## STORED ROWS

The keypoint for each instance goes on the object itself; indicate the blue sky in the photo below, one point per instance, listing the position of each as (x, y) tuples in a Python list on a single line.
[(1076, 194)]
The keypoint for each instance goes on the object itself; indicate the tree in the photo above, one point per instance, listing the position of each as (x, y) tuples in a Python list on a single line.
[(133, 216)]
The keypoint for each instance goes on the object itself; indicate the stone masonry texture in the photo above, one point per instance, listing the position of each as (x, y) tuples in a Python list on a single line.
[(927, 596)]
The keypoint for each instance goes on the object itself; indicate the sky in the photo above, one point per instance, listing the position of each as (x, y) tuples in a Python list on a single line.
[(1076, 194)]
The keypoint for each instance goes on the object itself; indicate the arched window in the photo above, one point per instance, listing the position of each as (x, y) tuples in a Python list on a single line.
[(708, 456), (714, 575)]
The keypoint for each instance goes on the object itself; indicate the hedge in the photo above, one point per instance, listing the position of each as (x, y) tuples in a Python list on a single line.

## DESCRIPTION OF THE TASK
Copy every line of the listing above, including the requests. In each answer, offset both numbers of every (x, y) coordinate by adding 106.

## FULL SOLUTION
The keypoint for each instance goes on the object itself; indicate the blue sky in the photo below, one point per instance, listing the position of each as (x, y) tuples in a Python list on a single line.
[(1182, 300)]
The keypoint for each instance goes on the object itself; indicate the tree in the photo above, one point per instance, listing the position of each as (x, y) tuples in a Python list on a single line.
[(239, 322)]
The keypoint for each instance goes on the object itself; indicate the stone masonry texture in the photo above, one point per instance, listing the position of each as (x, y) tuples in a Python list on a single line.
[(1033, 702)]
The keypoint for each instance goes on the object itself; indicate the sky in the photo above, one point per instance, listing the position of each as (x, y) tuples in a Python list on a single line.
[(1182, 300)]
The keypoint for each instance goes on the object itself; indicate the arched window in the photo above, one point per instance, listing the position of each as (x, y) tuples in a Python list on a single line.
[(814, 562), (820, 681)]
The keypoint for each instance goes on the object itself; indicate the hedge in the photo above, one point per instance, listing the position of each as (x, y) tuples in a Python list on a single line.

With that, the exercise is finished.